Proposed anti-terror law puts rights on the line
Graphic: CHR Chairperson Chito Gascon
The CHR has expressed concern about the potential of provisions in the proposed Anti-Terrorism Act to undermine fundamental human rights.
While recognising the dangers of terrorism, the Commission on Human Rights (CHR) has expressed concern about the potential of provisions included in the proposed Anti-Terrorism Act to undermine fundamental human rights.
The CHR said in a statement that the "vague and overbroad definition of 'terrorism' makes it difficult to distinguish an act of terrorism to that of an ordinary crime which are already penalized by the Revised Penal Code and other pertinent laws".
"This opens the doors for prosecution under the proposed legislation which should only fall within the crimes punishable by the Revised Penal Code or other special laws for ordinary crimes," the CHR said.
Not only does this create a 'chilling effect', the CHR said that such an overly broad definition could be misused to target dissenting voices, government critics, civil society organisations, human rights defenders, journalists, minority groups, labour activists, indigenous peoples and others.
"This may result to an unwarranted limitation and suppression on the right to organization, free speech, and right to privacy among others," the CHR added.

________________________________________

> [Job a]: Can you condense the paragraph in the anti-terror law article that begins "Not only does this create" into a short bulleted list that keeps its main facts?
The anti-terror law article and the entries after it are unrelated material.

(Data listing)
________________________________________

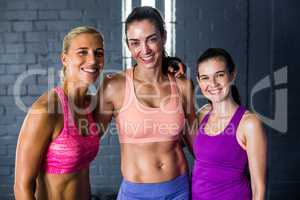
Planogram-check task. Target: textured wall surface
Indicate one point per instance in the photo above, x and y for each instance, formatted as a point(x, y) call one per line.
point(261, 36)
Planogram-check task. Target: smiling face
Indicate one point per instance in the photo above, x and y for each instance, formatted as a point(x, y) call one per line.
point(145, 43)
point(214, 79)
point(84, 58)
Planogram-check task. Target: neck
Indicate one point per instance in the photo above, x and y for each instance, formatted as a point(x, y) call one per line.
point(224, 108)
point(75, 92)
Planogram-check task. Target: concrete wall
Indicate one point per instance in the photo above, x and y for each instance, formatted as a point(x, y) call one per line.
point(261, 36)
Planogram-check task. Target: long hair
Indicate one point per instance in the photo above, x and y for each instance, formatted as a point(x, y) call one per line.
point(222, 54)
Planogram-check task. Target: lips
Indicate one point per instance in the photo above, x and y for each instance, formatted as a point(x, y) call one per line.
point(89, 70)
point(215, 91)
point(147, 59)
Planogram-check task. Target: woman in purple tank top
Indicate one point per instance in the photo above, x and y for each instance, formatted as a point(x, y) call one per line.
point(230, 140)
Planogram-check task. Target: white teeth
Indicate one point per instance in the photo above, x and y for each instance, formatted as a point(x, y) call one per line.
point(147, 58)
point(89, 70)
point(214, 91)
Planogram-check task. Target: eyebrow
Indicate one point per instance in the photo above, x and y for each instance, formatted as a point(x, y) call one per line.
point(133, 39)
point(215, 73)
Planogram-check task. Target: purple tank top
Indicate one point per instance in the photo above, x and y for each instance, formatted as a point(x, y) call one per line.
point(220, 164)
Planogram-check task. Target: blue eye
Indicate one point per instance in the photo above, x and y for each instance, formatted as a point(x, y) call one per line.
point(83, 53)
point(99, 54)
point(153, 39)
point(203, 78)
point(134, 44)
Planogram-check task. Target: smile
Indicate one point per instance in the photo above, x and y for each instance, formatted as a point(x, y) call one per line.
point(90, 70)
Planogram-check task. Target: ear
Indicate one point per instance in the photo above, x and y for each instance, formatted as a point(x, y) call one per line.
point(234, 73)
point(64, 59)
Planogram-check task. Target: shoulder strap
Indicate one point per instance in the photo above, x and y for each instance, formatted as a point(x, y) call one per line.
point(64, 103)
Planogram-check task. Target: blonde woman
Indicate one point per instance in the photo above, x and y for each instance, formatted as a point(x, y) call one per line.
point(54, 151)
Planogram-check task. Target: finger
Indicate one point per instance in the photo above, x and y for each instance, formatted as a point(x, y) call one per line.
point(171, 69)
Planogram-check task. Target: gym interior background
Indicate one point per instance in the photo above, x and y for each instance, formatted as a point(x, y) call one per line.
point(262, 36)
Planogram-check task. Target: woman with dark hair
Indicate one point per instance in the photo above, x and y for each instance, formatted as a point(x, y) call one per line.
point(230, 139)
point(150, 107)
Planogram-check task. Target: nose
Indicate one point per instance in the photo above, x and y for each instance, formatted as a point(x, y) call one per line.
point(213, 82)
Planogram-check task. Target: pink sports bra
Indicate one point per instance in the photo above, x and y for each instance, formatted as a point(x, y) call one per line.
point(138, 123)
point(71, 152)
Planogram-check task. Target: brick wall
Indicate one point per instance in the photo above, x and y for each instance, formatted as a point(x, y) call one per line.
point(261, 36)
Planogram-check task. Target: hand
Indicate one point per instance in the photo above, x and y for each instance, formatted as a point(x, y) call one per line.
point(176, 67)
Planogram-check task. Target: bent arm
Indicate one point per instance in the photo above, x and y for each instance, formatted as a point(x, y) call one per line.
point(34, 137)
point(187, 91)
point(256, 144)
point(105, 108)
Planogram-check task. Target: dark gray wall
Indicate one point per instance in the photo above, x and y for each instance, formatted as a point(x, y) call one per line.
point(262, 37)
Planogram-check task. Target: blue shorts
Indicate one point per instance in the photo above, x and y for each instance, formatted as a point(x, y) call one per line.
point(176, 189)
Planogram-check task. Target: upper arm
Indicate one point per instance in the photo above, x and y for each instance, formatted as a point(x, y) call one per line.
point(107, 95)
point(34, 136)
point(187, 92)
point(256, 147)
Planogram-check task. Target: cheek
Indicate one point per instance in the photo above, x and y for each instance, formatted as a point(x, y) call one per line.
point(202, 86)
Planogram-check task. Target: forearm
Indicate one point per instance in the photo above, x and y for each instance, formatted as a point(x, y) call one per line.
point(258, 193)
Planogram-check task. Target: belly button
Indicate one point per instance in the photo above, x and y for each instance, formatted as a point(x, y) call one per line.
point(160, 165)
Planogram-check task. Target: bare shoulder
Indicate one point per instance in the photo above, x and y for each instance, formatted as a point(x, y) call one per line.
point(203, 111)
point(250, 120)
point(43, 116)
point(185, 84)
point(46, 104)
point(251, 125)
point(113, 82)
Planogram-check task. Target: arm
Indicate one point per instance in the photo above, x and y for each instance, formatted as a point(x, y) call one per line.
point(34, 137)
point(187, 92)
point(105, 109)
point(256, 144)
point(176, 67)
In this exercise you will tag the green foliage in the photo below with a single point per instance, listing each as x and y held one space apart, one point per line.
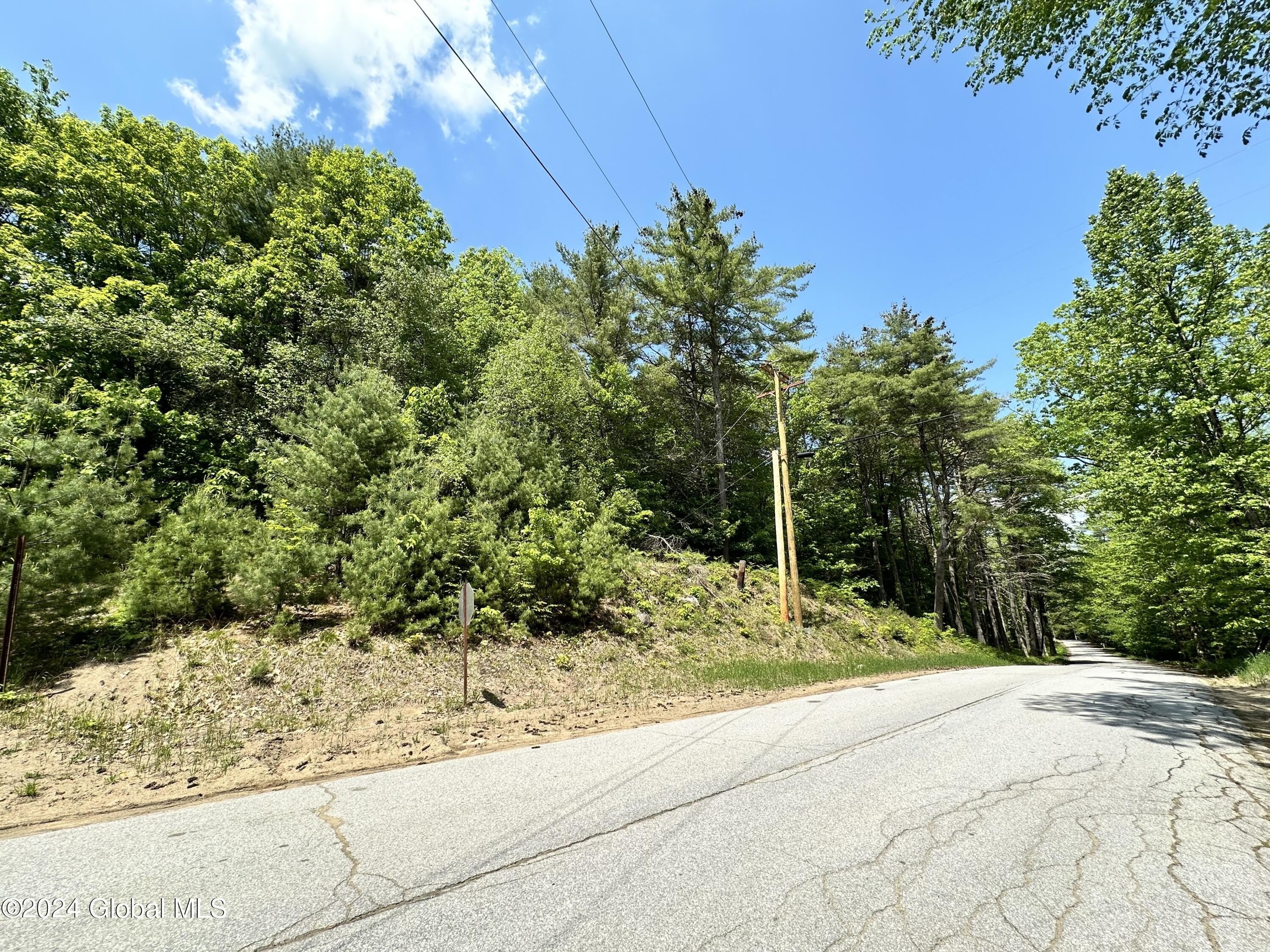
496 509
185 569
771 673
1211 58
1255 671
1154 381
73 485
334 450
261 672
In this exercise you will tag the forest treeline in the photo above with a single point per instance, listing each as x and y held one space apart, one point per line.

________________________________________

> [Job b]: Could you shift the data listing entries from the line with "Planogram-check task. Target: woman in" to the line with "point(215, 73)", both lines included, by adding 5 to every coordinate in the answers and giving those lines again with the requests included?

> [Task answer a]:
- The CHR said the overly broad definition creates a "chilling effect."
- The CHR said it could be misused to target dissenting voices, government critics, civil society organisations, human rights defenders, journalists, minority groups, labour activists, indigenous peoples and others.

> [Task answer b]:
Planogram-check task. Target: woman in purple tank top
Indicate one point per instance in the photo above, x and y for each instance, formatted as a point(x, y) call one per line.
point(235, 145)
Planogram-check task. Target: white teeth
Indicate one point per instance in the photo above, x and y for each instance, formatted as a point(x, y) call one per line.
point(152, 63)
point(94, 75)
point(219, 96)
Planogram-check task. Target: eyebrow
Indicate one point per instance in the photo above, x and y for each instance, formatted as a point(x, y) call one per line.
point(138, 44)
point(220, 78)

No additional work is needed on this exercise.